## Work instructions
Return every record below exactly as written, omitting any pictures.

==*==

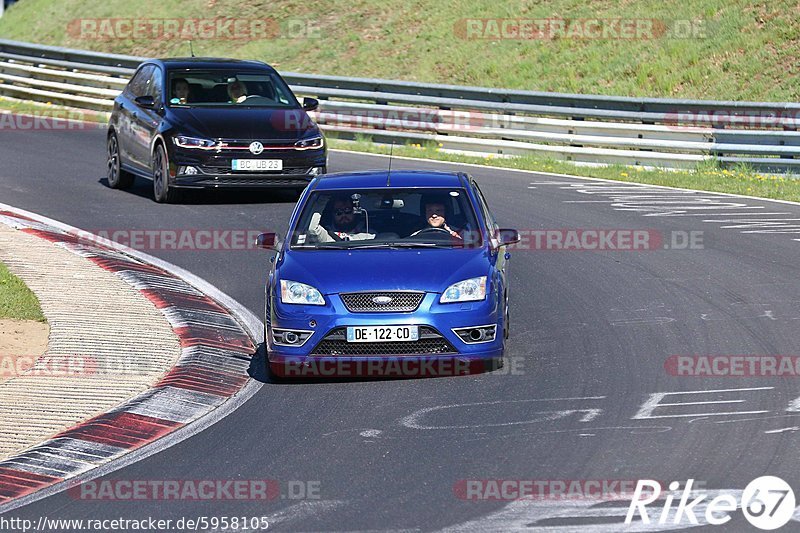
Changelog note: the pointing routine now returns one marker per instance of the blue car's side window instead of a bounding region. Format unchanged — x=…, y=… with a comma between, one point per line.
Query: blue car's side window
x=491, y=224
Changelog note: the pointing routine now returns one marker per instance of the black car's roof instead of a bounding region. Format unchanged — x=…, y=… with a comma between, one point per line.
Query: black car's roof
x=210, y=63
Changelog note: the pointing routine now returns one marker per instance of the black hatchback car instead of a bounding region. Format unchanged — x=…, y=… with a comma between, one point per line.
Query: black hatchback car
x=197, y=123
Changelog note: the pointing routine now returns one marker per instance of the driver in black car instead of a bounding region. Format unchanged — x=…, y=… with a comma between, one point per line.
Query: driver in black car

==*==

## Task solution
Changelog note: the pointing routine now returns one marker per instance of the blue car's side window instead of a bounding region. Format unchanged — x=…, y=… with a comma between, one point per line.
Query: blue car's side window
x=491, y=224
Changelog note: the pointing routine now returns one marker per instance of the black car's roof instead of a bounding region. Format unchanged — x=…, y=… with a comma between, one point per line.
Query: black car's roof
x=210, y=63
Changelog note: the pointing routine now returns one marker per instance of the black hatchback car instead of a bounding region. Format unchanged — x=…, y=… with a comma between, one point per line.
Query: black hatchback car
x=197, y=123
Changelog note: the pointing routine now returns one marker per instance of the driver in black car instead of a bounding region. Format unchanged — x=…, y=… with a comma between, one point per line.
Query: driver in black car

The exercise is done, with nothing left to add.